Task brief:
Reproduce every line of the records, replacing "one pin apiece" with "a single pin each" and changing nothing else. Leave the pictures out of the answer.

(Photo-based point labeling data)
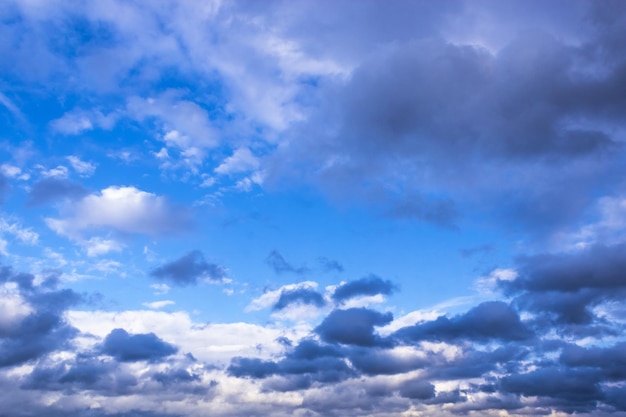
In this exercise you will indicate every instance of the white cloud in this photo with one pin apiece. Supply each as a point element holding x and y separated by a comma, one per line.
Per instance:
<point>97,246</point>
<point>186,126</point>
<point>155,305</point>
<point>10,170</point>
<point>610,227</point>
<point>270,298</point>
<point>58,172</point>
<point>123,209</point>
<point>13,308</point>
<point>488,284</point>
<point>160,289</point>
<point>25,235</point>
<point>242,160</point>
<point>78,121</point>
<point>214,343</point>
<point>84,169</point>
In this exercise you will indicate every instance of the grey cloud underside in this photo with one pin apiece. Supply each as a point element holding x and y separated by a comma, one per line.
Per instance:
<point>43,330</point>
<point>369,285</point>
<point>189,269</point>
<point>431,130</point>
<point>299,296</point>
<point>130,348</point>
<point>564,288</point>
<point>51,189</point>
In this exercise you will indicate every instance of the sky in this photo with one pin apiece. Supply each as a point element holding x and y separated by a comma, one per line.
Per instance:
<point>312,208</point>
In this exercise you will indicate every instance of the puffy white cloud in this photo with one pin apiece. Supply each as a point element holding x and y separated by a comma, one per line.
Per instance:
<point>83,168</point>
<point>214,343</point>
<point>122,209</point>
<point>155,305</point>
<point>58,172</point>
<point>97,246</point>
<point>242,160</point>
<point>270,298</point>
<point>25,235</point>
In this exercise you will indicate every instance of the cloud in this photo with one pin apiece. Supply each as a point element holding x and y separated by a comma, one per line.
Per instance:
<point>366,286</point>
<point>190,268</point>
<point>155,305</point>
<point>242,160</point>
<point>307,363</point>
<point>299,296</point>
<point>137,347</point>
<point>487,321</point>
<point>564,287</point>
<point>354,326</point>
<point>52,189</point>
<point>78,121</point>
<point>37,326</point>
<point>84,169</point>
<point>276,261</point>
<point>330,265</point>
<point>122,209</point>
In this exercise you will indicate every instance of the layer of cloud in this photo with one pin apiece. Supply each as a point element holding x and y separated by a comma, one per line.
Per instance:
<point>189,269</point>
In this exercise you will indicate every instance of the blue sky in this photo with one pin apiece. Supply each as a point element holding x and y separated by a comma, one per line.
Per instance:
<point>299,208</point>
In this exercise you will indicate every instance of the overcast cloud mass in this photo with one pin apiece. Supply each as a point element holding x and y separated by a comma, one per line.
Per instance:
<point>305,208</point>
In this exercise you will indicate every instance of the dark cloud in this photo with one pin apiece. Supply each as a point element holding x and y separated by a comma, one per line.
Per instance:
<point>52,189</point>
<point>570,390</point>
<point>493,320</point>
<point>565,287</point>
<point>354,326</point>
<point>369,285</point>
<point>330,265</point>
<point>276,261</point>
<point>423,121</point>
<point>468,252</point>
<point>42,331</point>
<point>299,296</point>
<point>307,363</point>
<point>188,269</point>
<point>417,389</point>
<point>610,361</point>
<point>137,347</point>
<point>382,362</point>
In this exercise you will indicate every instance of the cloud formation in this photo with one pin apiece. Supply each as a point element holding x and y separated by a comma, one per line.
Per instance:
<point>189,269</point>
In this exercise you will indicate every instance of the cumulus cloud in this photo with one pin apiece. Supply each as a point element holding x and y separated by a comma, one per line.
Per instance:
<point>242,160</point>
<point>121,209</point>
<point>84,169</point>
<point>366,286</point>
<point>52,189</point>
<point>190,268</point>
<point>136,347</point>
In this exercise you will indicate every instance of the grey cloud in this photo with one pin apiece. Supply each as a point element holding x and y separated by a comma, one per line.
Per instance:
<point>4,187</point>
<point>276,261</point>
<point>354,326</point>
<point>382,362</point>
<point>299,296</point>
<point>137,347</point>
<point>568,285</point>
<point>493,320</point>
<point>422,122</point>
<point>417,389</point>
<point>307,363</point>
<point>188,269</point>
<point>570,390</point>
<point>51,189</point>
<point>369,285</point>
<point>330,265</point>
<point>42,331</point>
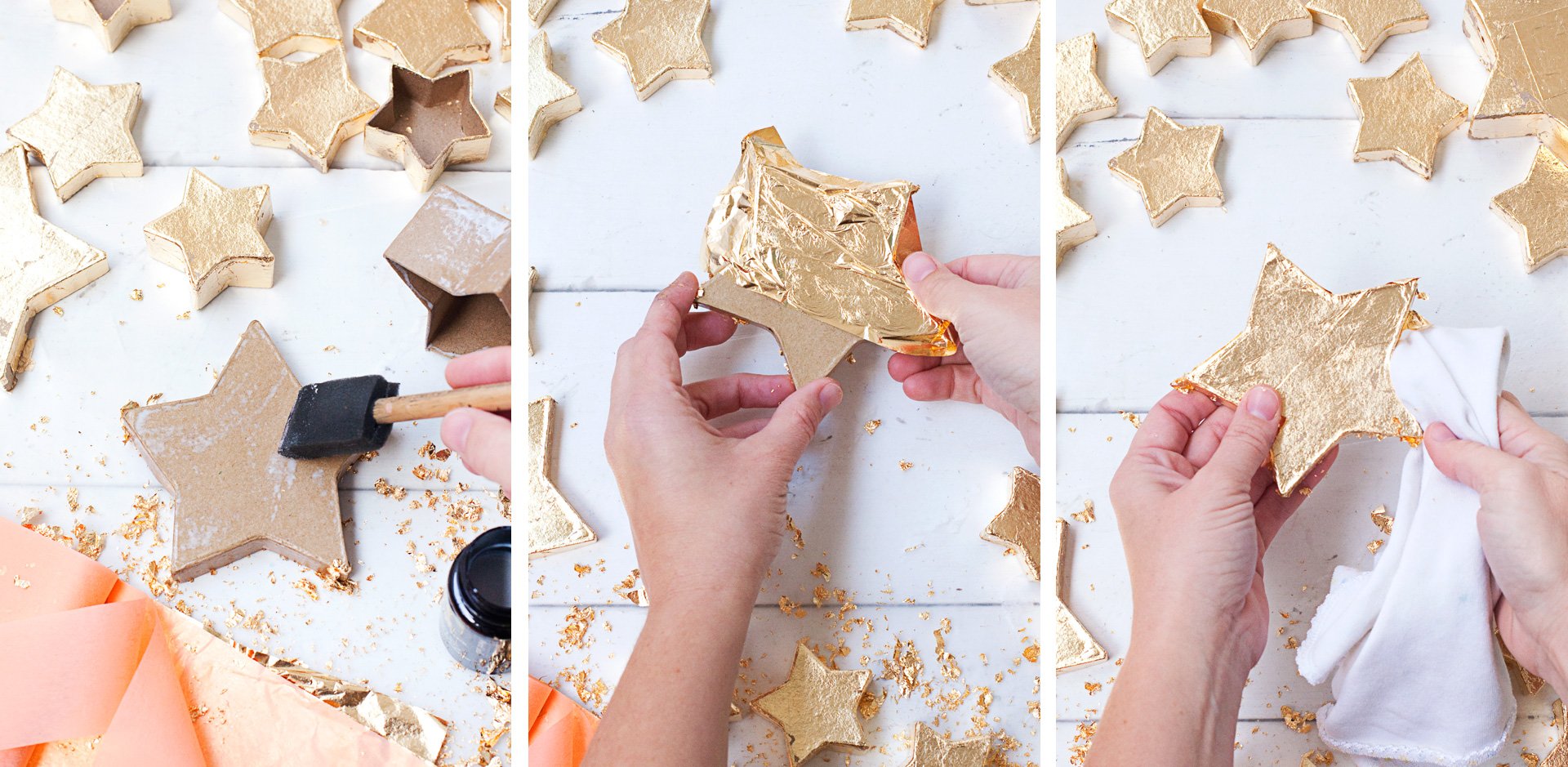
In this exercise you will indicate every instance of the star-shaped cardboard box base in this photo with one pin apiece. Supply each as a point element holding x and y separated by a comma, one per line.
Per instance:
<point>218,457</point>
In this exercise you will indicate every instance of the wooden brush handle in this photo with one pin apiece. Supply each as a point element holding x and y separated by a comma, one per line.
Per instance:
<point>433,405</point>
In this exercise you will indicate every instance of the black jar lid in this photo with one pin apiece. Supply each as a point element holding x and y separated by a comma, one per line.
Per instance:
<point>479,584</point>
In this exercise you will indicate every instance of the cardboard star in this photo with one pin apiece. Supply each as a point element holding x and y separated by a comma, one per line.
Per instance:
<point>1366,24</point>
<point>550,99</point>
<point>1325,354</point>
<point>1539,209</point>
<point>311,107</point>
<point>1258,24</point>
<point>429,124</point>
<point>1080,96</point>
<point>216,237</point>
<point>1162,29</point>
<point>817,707</point>
<point>82,132</point>
<point>657,41</point>
<point>424,35</point>
<point>1075,226</point>
<point>1526,49</point>
<point>1404,117</point>
<point>1075,645</point>
<point>283,27</point>
<point>218,457</point>
<point>39,262</point>
<point>910,20</point>
<point>121,16</point>
<point>933,750</point>
<point>1172,167</point>
<point>554,524</point>
<point>1019,78</point>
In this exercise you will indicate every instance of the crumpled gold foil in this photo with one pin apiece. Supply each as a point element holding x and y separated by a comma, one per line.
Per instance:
<point>825,245</point>
<point>1329,358</point>
<point>410,727</point>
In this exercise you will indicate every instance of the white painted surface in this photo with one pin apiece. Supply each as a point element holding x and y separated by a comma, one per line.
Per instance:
<point>333,289</point>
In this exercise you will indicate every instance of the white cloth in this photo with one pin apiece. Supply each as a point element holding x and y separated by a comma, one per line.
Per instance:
<point>1416,673</point>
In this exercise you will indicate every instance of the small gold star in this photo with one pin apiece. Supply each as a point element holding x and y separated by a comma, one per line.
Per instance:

Result of this task:
In this exercise you will indicate every instance of the white cloud in this photo with a single pin each. Supply each as a point element holding x and y separated by a comma, one per line.
Per instance:
<point>97,246</point>
<point>186,126</point>
<point>155,305</point>
<point>10,170</point>
<point>610,227</point>
<point>270,298</point>
<point>58,172</point>
<point>123,209</point>
<point>13,308</point>
<point>488,284</point>
<point>160,289</point>
<point>25,235</point>
<point>242,160</point>
<point>78,121</point>
<point>214,343</point>
<point>84,169</point>
In this exercise you will indicate every instance of the grey cloud underside in this photo with a single pin each. Supply each as a point element holding x and y separated by a comma, one per line.
Per instance:
<point>43,330</point>
<point>369,285</point>
<point>189,269</point>
<point>431,130</point>
<point>299,296</point>
<point>130,348</point>
<point>564,288</point>
<point>51,189</point>
In this exercise you will indicate every instance of the sky in this photo with a single pin each. Supply each as a point element holding x and y separated by a comma, one per line.
Per instance:
<point>312,208</point>
In this exercise you will indicate every instance of the puffy white cloud in this photo with a single pin each. Supply each as a point element holding x and y separated by a comma, one per line.
Per instance:
<point>83,168</point>
<point>214,343</point>
<point>122,209</point>
<point>155,305</point>
<point>58,172</point>
<point>97,246</point>
<point>242,160</point>
<point>270,298</point>
<point>25,235</point>
In this exercise you will indicate every instance of the cloud in this photo with a single pin each. Supply each as a point element holding x and y separated by a comma, one per line.
Per instance:
<point>366,286</point>
<point>190,268</point>
<point>155,305</point>
<point>242,160</point>
<point>307,363</point>
<point>299,296</point>
<point>137,347</point>
<point>487,321</point>
<point>564,287</point>
<point>354,326</point>
<point>52,189</point>
<point>78,121</point>
<point>37,326</point>
<point>84,169</point>
<point>276,261</point>
<point>330,265</point>
<point>122,209</point>
In this exercise you will indicate every instance of the layer of cloud in this photo with a single pin each. Supply each as a point element holding x and y separated by a comma, one per line.
Per instance:
<point>189,269</point>
In this exercise you will indicate every instance of the blue sky in this photo with a single pin each. Supply each as a point element holding x and y separated by a comma, one per line.
Per instance:
<point>299,208</point>
In this exercise you will indicate every instance of the overcast cloud mass in this photo with a single pin each. Supply each as a point element holding x and y separated by a comma, one per line.
Per instance:
<point>305,208</point>
In this exercise you will indicate every instance of the dark cloud in this photo with a single pin each. Supply each as a point element holding x and y separated by a comma, one per line.
Per instance:
<point>52,189</point>
<point>570,390</point>
<point>493,320</point>
<point>565,287</point>
<point>354,326</point>
<point>369,285</point>
<point>330,265</point>
<point>276,261</point>
<point>423,121</point>
<point>468,252</point>
<point>42,331</point>
<point>299,296</point>
<point>307,363</point>
<point>188,269</point>
<point>417,389</point>
<point>610,361</point>
<point>137,347</point>
<point>382,362</point>
In this exercise you will indicate every instance of the cloud formation in this photo with a single pin each. Supply each as a point element holding x and y separated by a comma, one per line.
Per instance:
<point>189,269</point>
In this exercise you will indicate every instance of the cumulus cloud in this photo with a single pin each. Supply each as a point element holding x and y separated by a comma, one per line.
Per instance:
<point>242,160</point>
<point>121,209</point>
<point>84,169</point>
<point>366,286</point>
<point>52,189</point>
<point>190,268</point>
<point>136,347</point>
In this exercise you will indicate every instance of the grey cloud in this photo with a single pin each. Supply each as a point element holding x and y separated by a comma, one per line.
Per instance:
<point>4,187</point>
<point>276,261</point>
<point>354,326</point>
<point>382,362</point>
<point>299,296</point>
<point>137,347</point>
<point>568,285</point>
<point>493,320</point>
<point>422,122</point>
<point>417,389</point>
<point>307,363</point>
<point>188,269</point>
<point>570,390</point>
<point>51,189</point>
<point>369,285</point>
<point>330,265</point>
<point>42,331</point>
In this exercise you will indicate every instance of the star-shaped cardboard box base in this photo with a single pin each. Supply each as a point element holding x and y separated by a comma, one per line.
Per instance:
<point>218,457</point>
In this exercise you will indicate every instance of the wooden brush handle in this photo with a single pin each. Supply each as a point element holding x and y separated by a comma, one per line.
Per instance:
<point>433,405</point>
In this exercise you will indicate every instance of the black jar lid in this photo with a single pin each. Supply each as a point element holding x and y separated by a comma, one per line.
Per instance:
<point>479,584</point>
In this exercise you will indicate every instance of the cardboard star in this photo with a single pin each. Supply each as a point element holding x and y separated by a comma, one per line.
Per instance:
<point>1366,24</point>
<point>550,99</point>
<point>1325,354</point>
<point>1539,209</point>
<point>311,107</point>
<point>1258,24</point>
<point>429,124</point>
<point>1080,96</point>
<point>216,237</point>
<point>1162,29</point>
<point>817,707</point>
<point>82,132</point>
<point>657,41</point>
<point>424,35</point>
<point>1075,226</point>
<point>1526,49</point>
<point>1404,117</point>
<point>1075,645</point>
<point>283,27</point>
<point>218,457</point>
<point>39,262</point>
<point>910,20</point>
<point>121,16</point>
<point>933,750</point>
<point>1172,167</point>
<point>554,524</point>
<point>1019,78</point>
In this exercise you will indicate every instance of the crumpled gold foil in this photo with a single pin each. Supply each as a point element holding x and y separated by a comma, one per line.
Per instance:
<point>825,245</point>
<point>1329,358</point>
<point>410,727</point>
In this exercise you will indicate every instance of the white painted surface in this photo with a single pin each. Supply each as a point element holding x and y separated by a comma, one per line.
Per instance:
<point>333,289</point>
In this exercise you will indicate every instance of the white cloth in this photo with a single pin each. Supply each as a point element holding x and y separated by a comma, one per line.
Per instance:
<point>1416,673</point>
In this exercise you will indicate every instance of the small gold star in this photo with a single pin each. Supply each as a point element holding x and y separated by a comma, one per line.
Per instance:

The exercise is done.